[Opening Dataset records section]

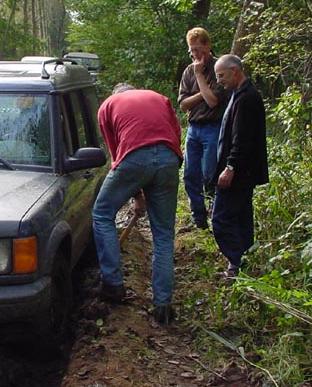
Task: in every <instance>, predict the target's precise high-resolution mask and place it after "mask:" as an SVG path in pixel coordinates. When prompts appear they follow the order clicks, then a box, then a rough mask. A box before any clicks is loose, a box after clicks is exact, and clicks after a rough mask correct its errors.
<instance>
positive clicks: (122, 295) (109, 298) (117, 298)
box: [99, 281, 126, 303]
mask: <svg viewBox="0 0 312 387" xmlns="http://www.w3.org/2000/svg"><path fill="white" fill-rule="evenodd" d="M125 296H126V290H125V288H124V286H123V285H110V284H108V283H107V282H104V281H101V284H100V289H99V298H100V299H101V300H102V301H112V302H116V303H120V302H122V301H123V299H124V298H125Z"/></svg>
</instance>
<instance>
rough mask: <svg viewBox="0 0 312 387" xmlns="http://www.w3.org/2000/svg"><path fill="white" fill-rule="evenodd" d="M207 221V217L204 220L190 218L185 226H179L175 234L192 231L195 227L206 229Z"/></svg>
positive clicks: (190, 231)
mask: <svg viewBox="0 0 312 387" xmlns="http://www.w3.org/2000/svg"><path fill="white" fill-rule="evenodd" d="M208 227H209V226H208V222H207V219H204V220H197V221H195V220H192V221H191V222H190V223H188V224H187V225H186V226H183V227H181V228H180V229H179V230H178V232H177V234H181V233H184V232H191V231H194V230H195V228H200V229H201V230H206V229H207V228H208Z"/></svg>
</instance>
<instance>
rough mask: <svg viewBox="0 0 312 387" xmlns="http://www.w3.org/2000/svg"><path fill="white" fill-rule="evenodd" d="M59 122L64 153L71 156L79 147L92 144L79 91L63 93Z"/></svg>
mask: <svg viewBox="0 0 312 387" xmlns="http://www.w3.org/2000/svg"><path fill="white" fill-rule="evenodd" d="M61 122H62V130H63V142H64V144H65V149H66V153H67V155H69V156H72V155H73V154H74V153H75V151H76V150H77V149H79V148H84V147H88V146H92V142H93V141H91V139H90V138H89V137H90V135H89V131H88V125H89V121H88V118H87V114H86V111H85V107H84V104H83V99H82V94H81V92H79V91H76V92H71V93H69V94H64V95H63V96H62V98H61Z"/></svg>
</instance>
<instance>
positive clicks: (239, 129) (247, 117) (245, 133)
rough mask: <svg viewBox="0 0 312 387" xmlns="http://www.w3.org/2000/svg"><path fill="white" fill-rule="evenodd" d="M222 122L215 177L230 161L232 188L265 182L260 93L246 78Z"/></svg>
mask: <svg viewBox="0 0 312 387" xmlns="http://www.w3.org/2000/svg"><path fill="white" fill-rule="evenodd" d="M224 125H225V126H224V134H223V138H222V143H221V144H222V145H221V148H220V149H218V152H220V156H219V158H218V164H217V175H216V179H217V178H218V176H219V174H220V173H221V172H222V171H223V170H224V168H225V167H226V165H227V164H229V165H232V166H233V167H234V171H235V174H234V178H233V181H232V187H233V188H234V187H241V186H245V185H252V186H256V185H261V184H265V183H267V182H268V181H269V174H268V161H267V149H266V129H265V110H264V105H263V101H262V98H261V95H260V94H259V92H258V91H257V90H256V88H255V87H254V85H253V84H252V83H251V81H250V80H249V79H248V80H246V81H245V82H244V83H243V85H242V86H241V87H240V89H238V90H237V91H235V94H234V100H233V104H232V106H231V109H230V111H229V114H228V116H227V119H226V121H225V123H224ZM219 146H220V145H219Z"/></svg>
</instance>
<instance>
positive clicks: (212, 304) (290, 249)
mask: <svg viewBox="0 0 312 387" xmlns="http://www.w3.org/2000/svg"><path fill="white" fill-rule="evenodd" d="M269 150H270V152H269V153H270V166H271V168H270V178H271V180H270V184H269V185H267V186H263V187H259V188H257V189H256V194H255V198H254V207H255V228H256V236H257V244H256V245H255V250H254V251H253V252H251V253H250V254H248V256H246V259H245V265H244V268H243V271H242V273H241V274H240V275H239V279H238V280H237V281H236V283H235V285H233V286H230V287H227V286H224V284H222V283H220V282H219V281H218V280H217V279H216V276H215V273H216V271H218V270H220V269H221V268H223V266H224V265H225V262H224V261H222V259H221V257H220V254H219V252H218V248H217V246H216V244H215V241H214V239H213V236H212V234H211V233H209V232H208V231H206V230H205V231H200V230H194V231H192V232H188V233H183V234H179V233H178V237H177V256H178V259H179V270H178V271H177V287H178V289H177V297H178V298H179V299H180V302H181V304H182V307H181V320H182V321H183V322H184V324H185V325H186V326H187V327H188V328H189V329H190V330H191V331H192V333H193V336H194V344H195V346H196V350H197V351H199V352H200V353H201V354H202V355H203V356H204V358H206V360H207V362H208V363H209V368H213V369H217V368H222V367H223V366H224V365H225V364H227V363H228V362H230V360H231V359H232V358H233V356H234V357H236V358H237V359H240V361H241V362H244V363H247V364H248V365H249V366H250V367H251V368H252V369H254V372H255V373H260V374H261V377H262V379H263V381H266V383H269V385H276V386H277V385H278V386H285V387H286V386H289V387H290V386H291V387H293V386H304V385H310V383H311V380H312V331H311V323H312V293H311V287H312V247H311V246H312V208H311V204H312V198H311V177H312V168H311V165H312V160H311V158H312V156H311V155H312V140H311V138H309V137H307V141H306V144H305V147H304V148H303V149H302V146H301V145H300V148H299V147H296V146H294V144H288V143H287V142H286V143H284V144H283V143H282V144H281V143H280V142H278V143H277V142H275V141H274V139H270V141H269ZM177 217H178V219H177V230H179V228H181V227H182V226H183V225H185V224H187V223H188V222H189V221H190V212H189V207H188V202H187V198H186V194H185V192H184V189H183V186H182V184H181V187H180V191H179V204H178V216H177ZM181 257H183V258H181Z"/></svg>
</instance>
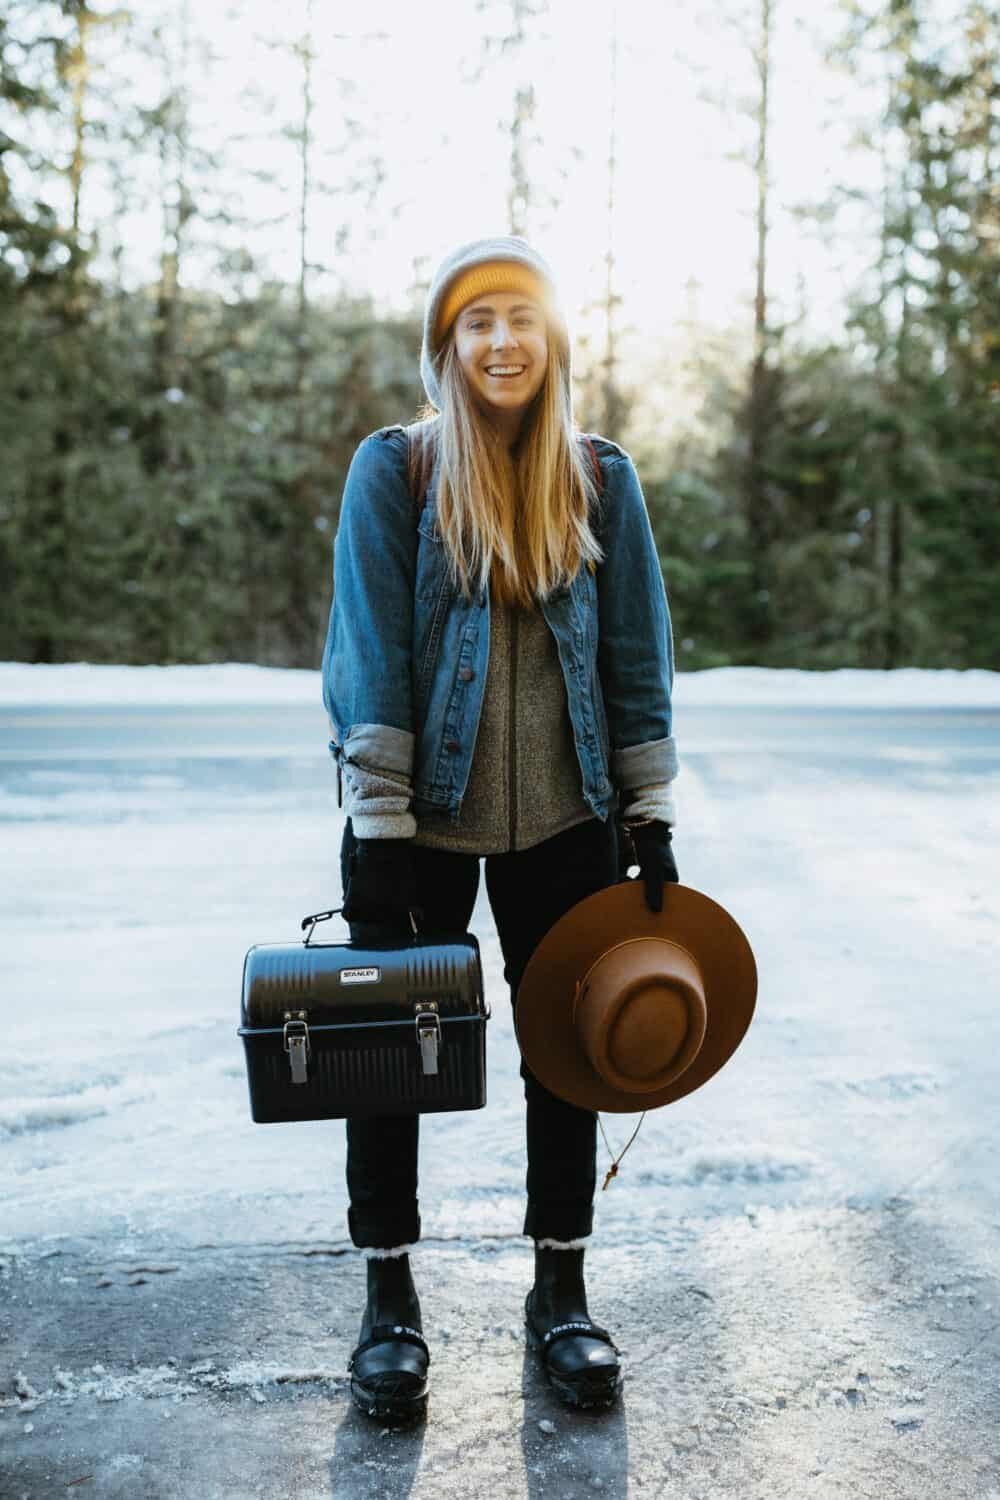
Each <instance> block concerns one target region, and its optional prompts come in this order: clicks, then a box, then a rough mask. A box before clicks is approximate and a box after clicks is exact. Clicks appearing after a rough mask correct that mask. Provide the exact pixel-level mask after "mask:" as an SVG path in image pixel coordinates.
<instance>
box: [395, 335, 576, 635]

[Closing Dataset records section]

Repeat the listing above word for word. Do not include the pictures.

Task: in every <instance>, predict the target's precise high-resolution mask and place it after "mask:" as an SVG path in pixel coordinates. When prompts appear they follow the order clicks, then a box, then a rough mask. A box before any clicks is loose, a box after clicks is exact, and clicks after a rough mask correct its errors.
<instance>
positive clicks: (122, 295) (109, 298) (117, 298)
box: [99, 281, 126, 303]
mask: <svg viewBox="0 0 312 387" xmlns="http://www.w3.org/2000/svg"><path fill="white" fill-rule="evenodd" d="M125 296H126V290H125V288H124V286H123V285H110V284H108V283H107V282H104V281H101V284H100V289H99V298H100V299H101V300H102V301H112V302H116V303H120V302H122V301H123V299H124V298H125Z"/></svg>
</instance>
<instance>
rough mask: <svg viewBox="0 0 312 387" xmlns="http://www.w3.org/2000/svg"><path fill="white" fill-rule="evenodd" d="M207 221V217L204 220L190 218L185 226H179L175 234L192 231L195 227L206 229Z"/></svg>
positive clicks: (190, 231)
mask: <svg viewBox="0 0 312 387" xmlns="http://www.w3.org/2000/svg"><path fill="white" fill-rule="evenodd" d="M208 227H209V226H208V222H207V219H204V220H197V221H195V220H192V221H191V222H190V223H188V224H187V225H186V226H183V227H181V228H180V229H179V230H178V232H177V234H181V233H184V232H191V231H194V230H195V228H200V229H201V230H206V229H207V228H208Z"/></svg>
</instance>
<instance>
rough mask: <svg viewBox="0 0 312 387" xmlns="http://www.w3.org/2000/svg"><path fill="white" fill-rule="evenodd" d="M59 122L64 153L71 156L79 147L92 144L79 91L63 93Z"/></svg>
mask: <svg viewBox="0 0 312 387" xmlns="http://www.w3.org/2000/svg"><path fill="white" fill-rule="evenodd" d="M61 122H62V130H63V142H64V144H65V149H66V153H67V155H69V156H72V155H73V154H74V153H75V151H76V150H77V149H79V148H84V147H88V146H92V142H93V141H91V139H90V138H89V137H90V135H89V131H88V125H89V121H88V118H87V114H86V111H85V107H84V104H83V99H82V94H81V92H79V91H76V92H71V93H69V94H64V95H63V96H62V98H61Z"/></svg>
</instance>
<instance>
positive clicks: (239, 129) (247, 117) (245, 133)
rough mask: <svg viewBox="0 0 312 387" xmlns="http://www.w3.org/2000/svg"><path fill="white" fill-rule="evenodd" d="M222 122L215 177L230 161L232 188L265 182L260 93L246 78Z"/></svg>
mask: <svg viewBox="0 0 312 387" xmlns="http://www.w3.org/2000/svg"><path fill="white" fill-rule="evenodd" d="M224 125H225V126H224V134H223V138H222V143H221V144H222V145H221V148H220V149H218V152H220V156H219V158H218V164H217V175H216V179H217V178H218V176H219V174H220V173H221V172H222V171H223V170H224V168H225V167H226V165H227V164H229V165H232V166H233V167H234V171H235V174H234V178H233V181H232V187H233V188H234V187H241V186H245V185H252V186H256V185H261V184H265V183H267V182H268V181H269V174H268V161H267V149H266V129H265V110H264V105H263V101H262V98H261V95H260V94H259V92H258V91H257V90H256V88H255V87H254V85H253V84H252V83H251V81H250V80H249V79H248V80H246V81H245V82H244V83H243V85H242V86H241V87H240V89H238V90H237V91H235V94H234V100H233V104H232V106H231V109H230V111H229V114H228V116H227V119H226V121H225V123H224ZM219 146H220V145H219Z"/></svg>
</instance>
<instance>
positive clicks: (212, 304) (290, 249)
mask: <svg viewBox="0 0 312 387" xmlns="http://www.w3.org/2000/svg"><path fill="white" fill-rule="evenodd" d="M269 150H270V152H269V153H270V166H271V168H270V178H271V180H270V184H269V185H267V186H263V187H259V188H257V189H256V194H255V198H254V207H255V228H256V236H257V244H256V245H255V250H254V251H253V252H251V253H250V254H248V256H246V259H245V265H244V268H243V271H242V273H241V274H240V275H239V279H238V280H237V281H236V283H235V285H233V286H230V287H227V286H224V284H222V283H220V282H219V281H218V280H217V279H216V276H215V273H216V271H218V270H220V269H221V268H223V266H224V265H225V262H224V261H222V259H221V257H220V254H219V252H218V248H217V246H216V244H215V241H214V239H213V236H212V234H211V233H209V232H208V231H206V230H205V231H200V230H194V231H192V232H188V233H183V234H179V233H178V237H177V256H178V259H179V270H178V271H177V287H178V289H177V297H178V298H179V299H180V302H181V304H182V307H181V320H182V321H183V322H184V324H185V325H186V326H187V327H188V328H189V329H190V330H191V331H192V333H193V336H194V344H195V346H196V350H197V351H199V352H200V353H201V354H202V355H203V356H204V358H206V360H207V362H208V363H209V368H213V369H217V368H222V367H223V366H224V365H225V364H227V363H228V362H230V360H231V359H232V358H233V356H234V357H236V358H237V359H240V361H241V362H244V363H247V364H248V365H249V366H250V367H251V368H252V369H254V372H255V373H260V374H261V377H262V379H263V381H266V383H269V385H276V386H277V385H278V386H285V387H286V386H289V387H290V386H291V387H293V386H304V385H310V383H311V380H312V331H311V323H312V293H311V287H312V247H311V246H312V208H311V204H312V198H311V177H312V168H311V165H312V160H311V158H312V156H311V155H312V140H311V138H309V137H307V141H306V144H305V147H304V148H303V149H302V146H301V145H300V148H299V147H296V146H294V144H288V143H287V142H286V143H284V144H283V143H282V144H281V143H280V142H278V143H277V142H275V141H274V139H270V141H269ZM177 217H178V219H177V230H179V228H181V227H182V226H183V225H185V224H187V223H188V222H189V221H190V212H189V207H188V202H187V198H186V194H185V192H184V189H183V186H182V184H181V187H180V191H179V204H178V216H177ZM181 257H183V258H181Z"/></svg>
</instance>
Each <instance> block concerns one target region, and its optional prompts come in this order: clicks, then a box, then a rough mask. A box before clicks is approximate and a box after clicks is exact. Clicks appearing after a rough mask correct that mask. Provide the exact pixel-level mask after "mask:" as an SVG path in image pixel coordinates.
<instance>
box: [395, 335, 576, 635]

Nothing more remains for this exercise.